Format as a JSON list of strings, one string per line and with blank lines omitted, the part of the listing that opens with its first line and closes with the line containing "[6,18,107,129]".

*DATA SUPPLIED*.
• • • • • • •
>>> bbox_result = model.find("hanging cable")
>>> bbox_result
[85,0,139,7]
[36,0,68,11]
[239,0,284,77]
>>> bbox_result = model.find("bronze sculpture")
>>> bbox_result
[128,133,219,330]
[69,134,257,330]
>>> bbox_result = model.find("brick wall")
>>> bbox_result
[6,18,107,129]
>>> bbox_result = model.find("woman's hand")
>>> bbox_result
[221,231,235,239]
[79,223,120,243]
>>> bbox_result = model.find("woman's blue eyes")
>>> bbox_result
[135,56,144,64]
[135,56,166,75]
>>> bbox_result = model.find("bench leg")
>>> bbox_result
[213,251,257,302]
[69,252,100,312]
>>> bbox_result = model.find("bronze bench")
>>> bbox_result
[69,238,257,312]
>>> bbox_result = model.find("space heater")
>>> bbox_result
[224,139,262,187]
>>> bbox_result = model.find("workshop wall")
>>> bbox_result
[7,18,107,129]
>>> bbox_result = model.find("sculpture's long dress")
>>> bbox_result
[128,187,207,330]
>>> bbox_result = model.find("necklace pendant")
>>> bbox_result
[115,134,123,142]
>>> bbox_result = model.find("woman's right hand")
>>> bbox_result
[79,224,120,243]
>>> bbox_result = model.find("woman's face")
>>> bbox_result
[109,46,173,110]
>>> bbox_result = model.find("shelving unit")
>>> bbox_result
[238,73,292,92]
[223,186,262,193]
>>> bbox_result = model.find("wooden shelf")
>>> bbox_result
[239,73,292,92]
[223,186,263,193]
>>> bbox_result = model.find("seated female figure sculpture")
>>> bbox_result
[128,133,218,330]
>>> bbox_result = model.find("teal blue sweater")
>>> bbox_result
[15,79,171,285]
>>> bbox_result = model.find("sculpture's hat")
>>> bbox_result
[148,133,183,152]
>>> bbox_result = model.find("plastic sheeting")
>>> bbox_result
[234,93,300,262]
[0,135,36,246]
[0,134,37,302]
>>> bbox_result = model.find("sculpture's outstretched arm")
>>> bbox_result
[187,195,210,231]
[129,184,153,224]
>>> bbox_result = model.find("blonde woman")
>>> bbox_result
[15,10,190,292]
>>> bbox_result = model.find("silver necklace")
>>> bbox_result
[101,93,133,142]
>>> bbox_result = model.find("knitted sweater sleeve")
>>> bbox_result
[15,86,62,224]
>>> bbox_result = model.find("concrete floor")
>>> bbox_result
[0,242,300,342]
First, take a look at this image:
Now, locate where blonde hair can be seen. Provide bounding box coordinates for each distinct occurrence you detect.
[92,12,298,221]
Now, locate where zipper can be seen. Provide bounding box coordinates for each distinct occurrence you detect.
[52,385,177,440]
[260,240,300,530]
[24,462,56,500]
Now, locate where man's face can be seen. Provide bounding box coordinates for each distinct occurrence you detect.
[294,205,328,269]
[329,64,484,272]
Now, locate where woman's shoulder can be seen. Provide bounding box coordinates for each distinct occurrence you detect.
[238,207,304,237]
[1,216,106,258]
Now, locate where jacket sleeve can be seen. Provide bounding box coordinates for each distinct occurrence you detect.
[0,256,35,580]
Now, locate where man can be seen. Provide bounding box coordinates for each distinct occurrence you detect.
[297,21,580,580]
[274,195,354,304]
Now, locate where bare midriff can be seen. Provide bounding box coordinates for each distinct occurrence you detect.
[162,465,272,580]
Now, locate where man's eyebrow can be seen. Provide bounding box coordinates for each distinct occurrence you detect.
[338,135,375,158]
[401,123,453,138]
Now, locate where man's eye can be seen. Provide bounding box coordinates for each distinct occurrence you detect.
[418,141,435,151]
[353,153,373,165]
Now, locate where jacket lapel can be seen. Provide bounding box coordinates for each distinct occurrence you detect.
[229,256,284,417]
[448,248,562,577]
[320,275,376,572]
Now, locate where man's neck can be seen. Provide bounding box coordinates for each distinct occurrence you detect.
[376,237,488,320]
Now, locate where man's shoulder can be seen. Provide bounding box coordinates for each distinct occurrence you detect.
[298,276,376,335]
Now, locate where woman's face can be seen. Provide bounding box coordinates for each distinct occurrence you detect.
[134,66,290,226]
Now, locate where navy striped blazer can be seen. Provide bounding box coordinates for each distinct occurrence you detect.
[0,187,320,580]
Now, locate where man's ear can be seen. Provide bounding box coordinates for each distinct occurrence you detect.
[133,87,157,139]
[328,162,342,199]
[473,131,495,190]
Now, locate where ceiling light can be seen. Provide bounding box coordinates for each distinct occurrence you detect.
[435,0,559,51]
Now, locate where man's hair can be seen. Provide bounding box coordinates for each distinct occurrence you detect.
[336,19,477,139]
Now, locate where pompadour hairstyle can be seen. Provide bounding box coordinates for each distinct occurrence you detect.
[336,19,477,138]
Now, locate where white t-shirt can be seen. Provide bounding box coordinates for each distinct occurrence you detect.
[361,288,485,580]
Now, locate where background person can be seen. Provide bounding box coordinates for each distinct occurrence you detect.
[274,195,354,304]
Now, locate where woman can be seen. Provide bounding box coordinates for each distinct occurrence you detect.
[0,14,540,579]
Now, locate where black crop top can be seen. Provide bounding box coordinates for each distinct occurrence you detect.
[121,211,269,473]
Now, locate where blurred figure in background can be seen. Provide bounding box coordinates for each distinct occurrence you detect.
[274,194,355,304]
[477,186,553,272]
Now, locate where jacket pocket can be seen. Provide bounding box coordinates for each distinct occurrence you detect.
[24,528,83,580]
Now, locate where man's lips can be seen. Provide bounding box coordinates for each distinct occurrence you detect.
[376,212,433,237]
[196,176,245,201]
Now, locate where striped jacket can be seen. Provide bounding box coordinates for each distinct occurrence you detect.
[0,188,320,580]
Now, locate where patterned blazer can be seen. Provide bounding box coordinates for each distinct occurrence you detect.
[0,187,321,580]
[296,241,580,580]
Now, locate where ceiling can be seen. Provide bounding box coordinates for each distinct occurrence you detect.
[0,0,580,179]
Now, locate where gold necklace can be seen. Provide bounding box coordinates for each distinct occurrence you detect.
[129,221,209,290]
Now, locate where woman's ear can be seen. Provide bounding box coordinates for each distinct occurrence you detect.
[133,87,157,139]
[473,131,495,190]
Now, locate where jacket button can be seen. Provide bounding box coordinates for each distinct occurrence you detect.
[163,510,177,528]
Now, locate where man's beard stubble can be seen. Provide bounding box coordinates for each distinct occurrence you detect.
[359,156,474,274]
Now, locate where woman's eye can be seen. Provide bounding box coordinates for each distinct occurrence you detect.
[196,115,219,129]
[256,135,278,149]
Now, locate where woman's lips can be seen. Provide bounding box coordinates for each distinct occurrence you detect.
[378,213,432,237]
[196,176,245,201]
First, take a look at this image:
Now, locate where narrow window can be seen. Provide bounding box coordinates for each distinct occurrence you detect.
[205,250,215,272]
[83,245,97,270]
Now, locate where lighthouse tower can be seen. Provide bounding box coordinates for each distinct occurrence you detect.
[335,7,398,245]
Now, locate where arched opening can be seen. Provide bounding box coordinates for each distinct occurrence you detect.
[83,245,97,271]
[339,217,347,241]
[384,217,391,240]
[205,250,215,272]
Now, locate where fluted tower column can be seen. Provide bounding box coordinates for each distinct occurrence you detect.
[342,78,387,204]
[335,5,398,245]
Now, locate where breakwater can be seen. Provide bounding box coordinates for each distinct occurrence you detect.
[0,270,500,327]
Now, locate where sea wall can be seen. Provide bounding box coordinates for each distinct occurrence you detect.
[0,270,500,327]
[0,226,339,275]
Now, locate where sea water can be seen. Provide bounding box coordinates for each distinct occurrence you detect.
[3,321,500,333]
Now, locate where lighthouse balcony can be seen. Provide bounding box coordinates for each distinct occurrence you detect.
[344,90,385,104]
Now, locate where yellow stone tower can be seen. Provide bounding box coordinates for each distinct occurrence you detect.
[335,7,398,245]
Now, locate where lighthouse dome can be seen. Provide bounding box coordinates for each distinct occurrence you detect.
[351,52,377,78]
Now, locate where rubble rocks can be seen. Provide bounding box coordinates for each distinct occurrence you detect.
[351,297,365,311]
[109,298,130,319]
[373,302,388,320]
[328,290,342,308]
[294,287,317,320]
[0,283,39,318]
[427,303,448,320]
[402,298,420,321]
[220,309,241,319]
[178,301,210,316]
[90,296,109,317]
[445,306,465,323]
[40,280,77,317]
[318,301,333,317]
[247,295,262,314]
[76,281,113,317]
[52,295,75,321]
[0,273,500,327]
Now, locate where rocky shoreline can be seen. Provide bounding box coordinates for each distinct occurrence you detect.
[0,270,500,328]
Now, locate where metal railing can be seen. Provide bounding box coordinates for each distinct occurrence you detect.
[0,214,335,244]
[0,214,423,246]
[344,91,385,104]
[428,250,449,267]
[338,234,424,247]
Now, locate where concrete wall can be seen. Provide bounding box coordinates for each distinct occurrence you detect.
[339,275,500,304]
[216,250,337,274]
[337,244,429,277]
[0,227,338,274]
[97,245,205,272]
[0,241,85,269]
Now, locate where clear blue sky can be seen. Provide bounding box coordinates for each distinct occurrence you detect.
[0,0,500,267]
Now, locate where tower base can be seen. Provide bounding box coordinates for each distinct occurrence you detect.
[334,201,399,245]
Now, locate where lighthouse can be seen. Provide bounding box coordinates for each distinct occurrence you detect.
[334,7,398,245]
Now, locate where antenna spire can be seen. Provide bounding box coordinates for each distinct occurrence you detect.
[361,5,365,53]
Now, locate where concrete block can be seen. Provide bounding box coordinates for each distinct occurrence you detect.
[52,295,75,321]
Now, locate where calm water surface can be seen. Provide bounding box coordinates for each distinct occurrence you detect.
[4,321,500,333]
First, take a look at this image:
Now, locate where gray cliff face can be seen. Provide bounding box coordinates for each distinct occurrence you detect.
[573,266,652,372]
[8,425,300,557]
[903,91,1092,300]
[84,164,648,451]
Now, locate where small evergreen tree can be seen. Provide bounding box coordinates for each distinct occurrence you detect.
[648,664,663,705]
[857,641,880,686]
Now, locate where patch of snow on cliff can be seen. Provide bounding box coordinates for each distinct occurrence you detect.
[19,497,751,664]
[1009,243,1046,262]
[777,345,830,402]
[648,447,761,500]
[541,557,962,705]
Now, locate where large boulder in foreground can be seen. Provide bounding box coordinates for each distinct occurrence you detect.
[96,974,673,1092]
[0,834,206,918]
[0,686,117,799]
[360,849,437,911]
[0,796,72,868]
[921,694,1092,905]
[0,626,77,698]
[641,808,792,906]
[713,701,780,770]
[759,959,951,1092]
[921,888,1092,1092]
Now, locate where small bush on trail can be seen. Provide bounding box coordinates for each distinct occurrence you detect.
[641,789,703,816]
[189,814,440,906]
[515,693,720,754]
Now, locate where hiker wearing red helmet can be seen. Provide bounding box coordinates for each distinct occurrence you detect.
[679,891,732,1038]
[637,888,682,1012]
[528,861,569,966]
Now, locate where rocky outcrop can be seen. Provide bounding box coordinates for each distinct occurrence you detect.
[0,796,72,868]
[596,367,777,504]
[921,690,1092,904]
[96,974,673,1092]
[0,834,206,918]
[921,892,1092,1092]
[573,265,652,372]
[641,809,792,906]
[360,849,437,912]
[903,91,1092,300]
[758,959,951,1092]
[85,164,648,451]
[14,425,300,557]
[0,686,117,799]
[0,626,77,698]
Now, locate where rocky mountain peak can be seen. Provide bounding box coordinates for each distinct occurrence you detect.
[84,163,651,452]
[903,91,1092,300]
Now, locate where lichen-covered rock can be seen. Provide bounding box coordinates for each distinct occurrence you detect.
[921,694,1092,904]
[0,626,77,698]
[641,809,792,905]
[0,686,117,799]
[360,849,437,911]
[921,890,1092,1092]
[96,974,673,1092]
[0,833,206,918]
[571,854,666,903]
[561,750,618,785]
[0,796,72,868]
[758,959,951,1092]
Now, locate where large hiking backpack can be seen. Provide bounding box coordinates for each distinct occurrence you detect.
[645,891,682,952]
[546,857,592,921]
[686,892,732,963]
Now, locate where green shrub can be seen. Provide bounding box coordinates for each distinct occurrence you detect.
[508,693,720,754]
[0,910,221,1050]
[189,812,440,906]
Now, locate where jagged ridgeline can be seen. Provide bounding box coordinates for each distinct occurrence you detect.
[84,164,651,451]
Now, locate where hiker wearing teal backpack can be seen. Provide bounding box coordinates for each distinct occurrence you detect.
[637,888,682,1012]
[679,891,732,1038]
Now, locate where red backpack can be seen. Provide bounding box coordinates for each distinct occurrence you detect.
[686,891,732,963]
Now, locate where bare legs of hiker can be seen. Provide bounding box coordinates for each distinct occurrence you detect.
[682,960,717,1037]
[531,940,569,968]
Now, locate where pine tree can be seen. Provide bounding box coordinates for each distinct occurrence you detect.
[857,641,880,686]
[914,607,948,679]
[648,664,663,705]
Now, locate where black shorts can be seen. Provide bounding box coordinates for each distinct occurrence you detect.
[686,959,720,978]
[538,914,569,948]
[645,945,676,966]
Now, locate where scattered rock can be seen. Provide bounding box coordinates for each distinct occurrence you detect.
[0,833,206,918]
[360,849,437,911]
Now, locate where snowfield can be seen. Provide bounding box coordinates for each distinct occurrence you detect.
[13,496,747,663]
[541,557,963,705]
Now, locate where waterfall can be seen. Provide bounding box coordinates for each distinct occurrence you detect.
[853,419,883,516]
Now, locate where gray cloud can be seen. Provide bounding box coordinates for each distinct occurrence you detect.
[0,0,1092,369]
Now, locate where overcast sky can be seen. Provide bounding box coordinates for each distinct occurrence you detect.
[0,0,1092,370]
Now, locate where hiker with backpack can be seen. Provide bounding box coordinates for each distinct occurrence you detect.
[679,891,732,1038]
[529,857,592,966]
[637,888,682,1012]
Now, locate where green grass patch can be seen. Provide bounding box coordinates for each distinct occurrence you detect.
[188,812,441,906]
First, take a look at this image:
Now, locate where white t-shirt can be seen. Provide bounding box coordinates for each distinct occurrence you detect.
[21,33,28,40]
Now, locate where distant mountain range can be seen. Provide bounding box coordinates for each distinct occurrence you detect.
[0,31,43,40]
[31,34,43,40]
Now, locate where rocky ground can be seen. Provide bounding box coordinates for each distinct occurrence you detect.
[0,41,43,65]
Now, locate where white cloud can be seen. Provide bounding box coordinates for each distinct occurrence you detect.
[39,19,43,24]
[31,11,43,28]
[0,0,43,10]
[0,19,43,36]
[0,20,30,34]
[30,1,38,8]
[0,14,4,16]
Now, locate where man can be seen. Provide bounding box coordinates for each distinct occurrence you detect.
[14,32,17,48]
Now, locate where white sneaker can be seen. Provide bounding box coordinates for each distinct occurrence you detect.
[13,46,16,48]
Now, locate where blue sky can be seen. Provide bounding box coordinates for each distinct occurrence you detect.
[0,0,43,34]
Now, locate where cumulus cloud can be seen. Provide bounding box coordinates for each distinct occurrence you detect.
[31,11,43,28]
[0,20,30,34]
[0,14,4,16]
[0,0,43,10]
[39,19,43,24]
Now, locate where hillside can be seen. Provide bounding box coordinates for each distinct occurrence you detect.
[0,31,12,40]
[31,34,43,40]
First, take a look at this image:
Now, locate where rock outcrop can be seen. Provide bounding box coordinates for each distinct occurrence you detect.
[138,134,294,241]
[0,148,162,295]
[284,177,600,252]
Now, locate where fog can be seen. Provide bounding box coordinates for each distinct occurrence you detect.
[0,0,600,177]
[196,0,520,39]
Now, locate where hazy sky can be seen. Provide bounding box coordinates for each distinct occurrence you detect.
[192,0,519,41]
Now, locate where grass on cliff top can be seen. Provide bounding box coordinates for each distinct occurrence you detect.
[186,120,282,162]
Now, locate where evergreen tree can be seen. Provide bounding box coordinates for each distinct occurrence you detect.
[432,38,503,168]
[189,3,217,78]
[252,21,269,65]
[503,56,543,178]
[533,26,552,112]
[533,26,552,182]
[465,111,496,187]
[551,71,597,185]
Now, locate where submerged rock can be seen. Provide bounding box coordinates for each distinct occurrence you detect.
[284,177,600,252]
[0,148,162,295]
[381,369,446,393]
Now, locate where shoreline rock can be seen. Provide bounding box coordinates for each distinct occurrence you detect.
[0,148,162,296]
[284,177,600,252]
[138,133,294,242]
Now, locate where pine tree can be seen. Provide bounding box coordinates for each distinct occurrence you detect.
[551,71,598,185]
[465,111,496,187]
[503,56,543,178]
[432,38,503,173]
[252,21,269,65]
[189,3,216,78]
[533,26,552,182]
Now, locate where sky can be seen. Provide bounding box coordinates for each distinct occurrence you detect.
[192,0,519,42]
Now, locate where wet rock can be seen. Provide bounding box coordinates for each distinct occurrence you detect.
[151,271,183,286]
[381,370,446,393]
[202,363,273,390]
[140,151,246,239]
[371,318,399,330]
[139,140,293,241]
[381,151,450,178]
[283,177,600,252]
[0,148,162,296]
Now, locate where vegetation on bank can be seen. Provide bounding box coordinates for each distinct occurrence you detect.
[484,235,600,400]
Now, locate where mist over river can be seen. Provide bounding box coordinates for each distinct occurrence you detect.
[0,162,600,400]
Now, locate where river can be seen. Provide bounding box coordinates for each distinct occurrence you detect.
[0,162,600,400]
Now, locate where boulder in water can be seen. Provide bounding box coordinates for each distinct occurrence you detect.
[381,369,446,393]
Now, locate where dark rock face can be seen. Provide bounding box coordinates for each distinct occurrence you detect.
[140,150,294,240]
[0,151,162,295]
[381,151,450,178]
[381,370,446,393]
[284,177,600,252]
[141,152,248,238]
• • • • • • •
*RESPONSE TO THE EXERCISE*.
[
  ">>> bbox_result = model.find(\"hanging cable\")",
  ">>> bbox_result",
  "[85,0,139,7]",
  "[36,0,68,11]",
  "[239,0,284,77]",
  ">>> bbox_result = model.find(\"bronze sculpture\")",
  ">>> bbox_result",
  "[128,133,219,330]",
  "[69,134,257,330]",
  ">>> bbox_result = model.find(\"brick wall\")",
  ">>> bbox_result",
  "[6,18,107,129]"
]